• **Aim**
Reproduce the listing below without any change.

• **Records to use**

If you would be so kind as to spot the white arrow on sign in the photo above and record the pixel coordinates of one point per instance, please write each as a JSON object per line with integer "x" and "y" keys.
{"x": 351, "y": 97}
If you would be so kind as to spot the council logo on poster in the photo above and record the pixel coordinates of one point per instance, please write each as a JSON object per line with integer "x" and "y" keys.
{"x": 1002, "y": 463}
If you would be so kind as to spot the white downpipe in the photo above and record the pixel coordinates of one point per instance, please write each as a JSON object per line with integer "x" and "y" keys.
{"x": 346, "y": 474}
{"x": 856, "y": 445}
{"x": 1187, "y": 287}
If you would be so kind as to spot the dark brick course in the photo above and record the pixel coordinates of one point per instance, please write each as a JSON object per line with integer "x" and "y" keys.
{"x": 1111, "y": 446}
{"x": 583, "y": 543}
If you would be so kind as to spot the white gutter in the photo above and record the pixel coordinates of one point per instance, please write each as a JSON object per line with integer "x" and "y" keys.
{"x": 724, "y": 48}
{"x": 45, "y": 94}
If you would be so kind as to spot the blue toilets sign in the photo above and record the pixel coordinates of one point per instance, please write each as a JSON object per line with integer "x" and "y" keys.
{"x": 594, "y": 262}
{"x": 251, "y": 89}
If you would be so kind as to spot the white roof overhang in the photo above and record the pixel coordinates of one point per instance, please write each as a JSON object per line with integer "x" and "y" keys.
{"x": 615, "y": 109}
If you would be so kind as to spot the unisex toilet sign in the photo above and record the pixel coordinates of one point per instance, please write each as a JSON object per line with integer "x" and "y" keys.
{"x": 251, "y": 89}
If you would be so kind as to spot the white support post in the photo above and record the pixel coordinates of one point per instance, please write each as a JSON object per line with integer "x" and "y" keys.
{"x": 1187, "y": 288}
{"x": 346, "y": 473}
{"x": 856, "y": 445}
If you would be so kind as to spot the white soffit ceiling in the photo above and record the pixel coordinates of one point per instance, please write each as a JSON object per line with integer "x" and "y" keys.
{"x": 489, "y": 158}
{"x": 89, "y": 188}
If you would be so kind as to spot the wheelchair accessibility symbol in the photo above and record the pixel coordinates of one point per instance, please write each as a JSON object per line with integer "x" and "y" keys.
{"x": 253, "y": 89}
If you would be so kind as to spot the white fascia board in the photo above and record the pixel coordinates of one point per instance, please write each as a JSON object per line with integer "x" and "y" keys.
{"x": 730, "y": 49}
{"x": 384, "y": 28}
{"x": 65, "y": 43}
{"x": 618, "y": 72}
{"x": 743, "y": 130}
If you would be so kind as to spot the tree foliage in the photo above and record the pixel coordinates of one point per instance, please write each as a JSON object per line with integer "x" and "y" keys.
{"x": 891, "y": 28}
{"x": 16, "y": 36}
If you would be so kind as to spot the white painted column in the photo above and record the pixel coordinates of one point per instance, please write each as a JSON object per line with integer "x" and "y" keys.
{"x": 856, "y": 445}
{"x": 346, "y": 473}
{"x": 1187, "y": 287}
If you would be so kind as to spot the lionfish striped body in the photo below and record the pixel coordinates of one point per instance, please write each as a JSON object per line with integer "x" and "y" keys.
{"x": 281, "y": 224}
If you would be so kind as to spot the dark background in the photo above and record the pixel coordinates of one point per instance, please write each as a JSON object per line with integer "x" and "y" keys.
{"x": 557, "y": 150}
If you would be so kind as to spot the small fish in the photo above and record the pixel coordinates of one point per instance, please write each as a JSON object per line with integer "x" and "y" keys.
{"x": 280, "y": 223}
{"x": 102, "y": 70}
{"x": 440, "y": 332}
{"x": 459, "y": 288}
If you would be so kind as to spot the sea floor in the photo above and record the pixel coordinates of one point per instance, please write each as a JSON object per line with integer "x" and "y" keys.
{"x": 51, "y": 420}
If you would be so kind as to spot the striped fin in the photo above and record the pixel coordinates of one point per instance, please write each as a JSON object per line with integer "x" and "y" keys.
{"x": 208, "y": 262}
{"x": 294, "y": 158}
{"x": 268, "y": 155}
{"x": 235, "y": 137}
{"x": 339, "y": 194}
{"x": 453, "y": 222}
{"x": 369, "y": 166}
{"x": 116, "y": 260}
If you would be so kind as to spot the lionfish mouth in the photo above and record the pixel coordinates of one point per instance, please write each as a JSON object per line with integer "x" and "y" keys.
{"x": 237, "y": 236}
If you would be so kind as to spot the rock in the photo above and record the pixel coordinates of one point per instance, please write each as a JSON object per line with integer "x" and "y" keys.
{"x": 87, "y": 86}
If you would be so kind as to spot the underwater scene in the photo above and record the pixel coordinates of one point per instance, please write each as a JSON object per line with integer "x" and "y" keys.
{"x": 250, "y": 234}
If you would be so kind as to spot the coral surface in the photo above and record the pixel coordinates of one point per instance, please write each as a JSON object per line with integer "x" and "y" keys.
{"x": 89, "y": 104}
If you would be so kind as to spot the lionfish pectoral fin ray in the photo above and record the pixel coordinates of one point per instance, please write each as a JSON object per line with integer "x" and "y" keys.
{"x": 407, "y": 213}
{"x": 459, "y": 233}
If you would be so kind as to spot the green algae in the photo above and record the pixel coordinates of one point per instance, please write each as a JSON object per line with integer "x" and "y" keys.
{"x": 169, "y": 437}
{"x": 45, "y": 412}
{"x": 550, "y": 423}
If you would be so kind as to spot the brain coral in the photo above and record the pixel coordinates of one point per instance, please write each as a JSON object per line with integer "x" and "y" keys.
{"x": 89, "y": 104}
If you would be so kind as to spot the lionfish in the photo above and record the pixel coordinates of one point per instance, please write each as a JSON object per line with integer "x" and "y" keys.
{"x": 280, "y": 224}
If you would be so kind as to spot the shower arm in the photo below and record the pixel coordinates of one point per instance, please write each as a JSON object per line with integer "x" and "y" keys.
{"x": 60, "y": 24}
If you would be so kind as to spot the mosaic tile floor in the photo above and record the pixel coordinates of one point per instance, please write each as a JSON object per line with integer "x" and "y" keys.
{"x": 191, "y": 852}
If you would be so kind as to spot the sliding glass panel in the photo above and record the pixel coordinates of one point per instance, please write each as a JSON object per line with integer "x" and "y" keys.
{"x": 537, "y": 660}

• **Solution**
If you would be so kind as to spot the white arrow on sign in the photo above and record the pixel coordinates of one point per instance, please write each as a JSON object per line with integer "x" and "y" keys.
{"x": 351, "y": 97}
If you would be so kind as to spot the council logo on poster in the photo above and record the pixel coordinates of one point per instance, please write each as a JSON object per line with integer "x" and "y" keys.
{"x": 1002, "y": 463}
If you would be so kind as to spot the white downpipe in the photo above and record the pixel coordinates of one point per instance, please write each as a JSON object per line with integer "x" and "y" keys.
{"x": 346, "y": 474}
{"x": 856, "y": 445}
{"x": 1187, "y": 287}
If you would be so kind as to spot the dark brick course in the photo above and record the pixel coordinates of one point per instance, please write each as a JSON object per line with integer "x" and "y" keys.
{"x": 1111, "y": 446}
{"x": 583, "y": 543}
If you would be so kind as to spot the white gutter in the photo above and record the pixel coordinates of one point per instance, please write each as a JSON object per line with integer "x" and "y" keys.
{"x": 724, "y": 48}
{"x": 45, "y": 94}
If you would be so kind as to spot the blue toilets sign in the photo above and record the pixel coordinates of one point per instance, please write each as a JSON object per line with integer "x" and "y" keys.
{"x": 594, "y": 262}
{"x": 251, "y": 89}
If you would be so kind as to spot the white roof overhang in the photo above and record the pixel coordinates of one point per instance, please write each as a JSON object per line with integer "x" and "y" keys.
{"x": 615, "y": 109}
If you would be so kind as to spot the unisex toilet sign in the photo above and record the pixel coordinates of one point per instance, please write each as a JSON object per line with integer "x" and "y" keys.
{"x": 251, "y": 89}
If you would be so kind as to spot the white support post in the photo above and record the pixel coordinates of one point per instance, please write each as a JSON object per line with integer "x" and "y" keys.
{"x": 1187, "y": 288}
{"x": 346, "y": 473}
{"x": 856, "y": 445}
If you would be so kind as to spot the white soffit ceiling in the photo above and record the pixel coordinates of one point per instance, please write each as a JSON object per line with integer "x" and "y" keys.
{"x": 489, "y": 158}
{"x": 89, "y": 188}
If you would be so kind as to spot the wheelchair accessibility symbol in the photo above and record the pixel coordinates of one point per instance, please write each as a JSON object per line with integer "x" and "y" keys.
{"x": 253, "y": 89}
If you would be so kind as to spot the white fascia board in the photo above and record the pixel coordinates of one point per instance, please write each as a JSON object per line with integer "x" and "y" keys.
{"x": 730, "y": 49}
{"x": 384, "y": 28}
{"x": 65, "y": 43}
{"x": 618, "y": 72}
{"x": 743, "y": 130}
If you would be so kind as to spot the tree foliage in the photo above and record the pixel coordinates of one point per instance, please write each as a JSON object per line with integer "x" and "y" keys.
{"x": 891, "y": 28}
{"x": 16, "y": 36}
If you would be so kind as to spot the white painted column in the photo above and record the pixel coordinates of one point per instance, please write each as a JSON object per line with integer "x" and "y" keys.
{"x": 856, "y": 445}
{"x": 346, "y": 473}
{"x": 1187, "y": 287}
If you would be so kind as to spot the lionfish striped body in the photo below and record the pixel coordinates of one point per instance, please write each as a JSON object per line with integer "x" and "y" keys.
{"x": 281, "y": 224}
If you would be so kind as to spot the dark background in the photo above and record the pixel coordinates of one point per instance, please write each as a JSON object per line with integer "x" and "y" keys.
{"x": 557, "y": 150}
If you would be so kind as to spot the small fish in the photo above and record the pixel coordinates of one point per instance, please write each as a JSON object per line with integer "x" and "y" keys.
{"x": 280, "y": 223}
{"x": 102, "y": 70}
{"x": 440, "y": 332}
{"x": 459, "y": 288}
If you would be so kind as to spot the sea floor in the photo above and record the pixel coordinates of one point per instance, please write each as a JSON object per line with integer "x" and "y" keys.
{"x": 51, "y": 420}
If you would be so kind as to spot the striped fin in the photo above and record the pixel coordinates of one point per instance, please write each as a JSON object per line with integer "x" and "y" keys.
{"x": 208, "y": 262}
{"x": 294, "y": 158}
{"x": 268, "y": 155}
{"x": 235, "y": 137}
{"x": 339, "y": 194}
{"x": 453, "y": 222}
{"x": 369, "y": 166}
{"x": 116, "y": 260}
If you would be so kind as to spot the lionfish mouth in the photo above and record the pixel coordinates of one point per instance, please write each as a JSON object per line with integer "x" and "y" keys.
{"x": 237, "y": 236}
If you would be so kind as to spot the rock in the photo above and record the pixel coordinates of one point per instance, please write each as a JSON object per line with integer "x" and "y" keys.
{"x": 87, "y": 86}
If you would be so kind as to spot the underwater scene in the photo above and record the pixel coordinates of one point per instance, please write each as a JSON object per line with integer "x" and "y" keys.
{"x": 250, "y": 234}
If you would be so kind as to spot the coral surface in the photo above and record the pixel coordinates of one point per instance, please write each as a JSON object per line with integer "x" and "y" keys.
{"x": 89, "y": 104}
If you would be so kind as to spot the lionfish pectoral fin ray in the photo above and record the pixel coordinates of one point per instance, please write each as a JSON object per line with integer "x" and "y" keys.
{"x": 407, "y": 213}
{"x": 459, "y": 233}
If you would be so kind as to spot the green algae in the photo above and record the pixel coordinates of one point per instance, please write each as a JSON object per line with integer "x" and "y" keys.
{"x": 169, "y": 437}
{"x": 45, "y": 412}
{"x": 550, "y": 423}
If you would be so kind as to spot the brain coral in the photo above and record the pixel coordinates of one point per instance, please write each as a JSON object per line with integer "x" and "y" keys.
{"x": 89, "y": 104}
If you would be so kind as to spot the lionfish in the photo above and record the pixel coordinates of one point per instance, please write each as a JSON object per line with integer "x" and "y" keys.
{"x": 280, "y": 224}
If you would be so kind as to spot the shower arm in the photo below and record the pixel coordinates of one point per instance, please write each as a JSON object per line with integer "x" and "y" keys.
{"x": 60, "y": 24}
If you would be so kind as to spot the mosaic tile floor in the photo above and record the pixel coordinates of one point per instance, please write each as a JSON object per line with integer "x" and "y" keys.
{"x": 191, "y": 852}
If you would be so kind as to spot the sliding glass panel in the photo above and record the pixel coordinates of one point per instance, please write each as a JSON object per line with integer "x" and "y" keys.
{"x": 537, "y": 660}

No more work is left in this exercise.